Exercise brief :: Continue the passage on the scientific method, picking up after its final sentence.

Passage given ::
The Scientific Method requires you to formulate an hypothesis by interpreting observed data, and then attempt your very best at trying to DISPROVE your own hypothesis. If you are unable to disprove your own hypothesis, then you have a working theory, and you release your results and data and let others try to disprove your working theory. Even a well-tested theory is usually still a theory, like the Theory of Special Relativity, but some theories have been so thoroughly tested that we can use them to statistically predict outcomes with virtually 100% certainty, and have been grudgingly accepted a physical laws, such as the Three Laws of Thermodynamics.

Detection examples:
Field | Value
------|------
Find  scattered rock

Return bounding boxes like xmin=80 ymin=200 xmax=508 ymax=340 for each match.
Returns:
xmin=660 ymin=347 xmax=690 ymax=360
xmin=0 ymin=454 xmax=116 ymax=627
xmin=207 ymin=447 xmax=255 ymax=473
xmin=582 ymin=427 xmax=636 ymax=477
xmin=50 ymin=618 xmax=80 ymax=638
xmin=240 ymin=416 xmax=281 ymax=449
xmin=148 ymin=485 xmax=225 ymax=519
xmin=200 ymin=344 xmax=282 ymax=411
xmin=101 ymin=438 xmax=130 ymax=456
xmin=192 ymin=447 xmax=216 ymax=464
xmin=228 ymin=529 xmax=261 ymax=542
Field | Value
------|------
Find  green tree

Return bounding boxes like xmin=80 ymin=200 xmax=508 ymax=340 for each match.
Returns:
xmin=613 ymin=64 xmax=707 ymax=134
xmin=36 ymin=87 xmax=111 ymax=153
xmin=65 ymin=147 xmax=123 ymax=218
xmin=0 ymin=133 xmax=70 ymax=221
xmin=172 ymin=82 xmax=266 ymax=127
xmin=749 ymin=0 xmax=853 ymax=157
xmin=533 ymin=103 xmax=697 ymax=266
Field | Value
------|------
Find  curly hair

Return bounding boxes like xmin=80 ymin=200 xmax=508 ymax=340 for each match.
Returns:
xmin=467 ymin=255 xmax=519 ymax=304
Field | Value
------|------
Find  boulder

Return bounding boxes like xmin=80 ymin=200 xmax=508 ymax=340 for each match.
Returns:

Answer to this task ::
[–] 1 pt

Three Laws of Thermodynamics

Fascinating stuff, for example:

Entropy may also be viewed as a physical measure concerning the microscopic details of the motion and configuration of a system, when only the macroscopic states are known. Such details are often referred to as disorder on a microscopic or molecular scale, and less often as dispersal of energy. For two given macroscopically specified states of a system, there is a mathematically defined quantity called the 'difference of information entropy between them'. This defines how much additional microscopic physical information is needed to specify one of the macroscopically specified states, given the macroscopic specification of the other – often a conveniently chosen reference state which may be presupposed to exist rather than explicitly stated. A final condition of a natural process always contains microscopically specifiable effects which are not fully and exactly predictable from the macroscopic specification of the initial condition of the process. This is why entropy increases in natural processes – the increase tells how much extra microscopic information is needed to distinguish the initial macroscopically specified state from the final macroscopically specified state. Equivalently, in a thermodynamic process, energy spreads.

[–] 0 pt

That's why I said that you create tests to falsify your hypothesis. I didn't say that the tests proved it.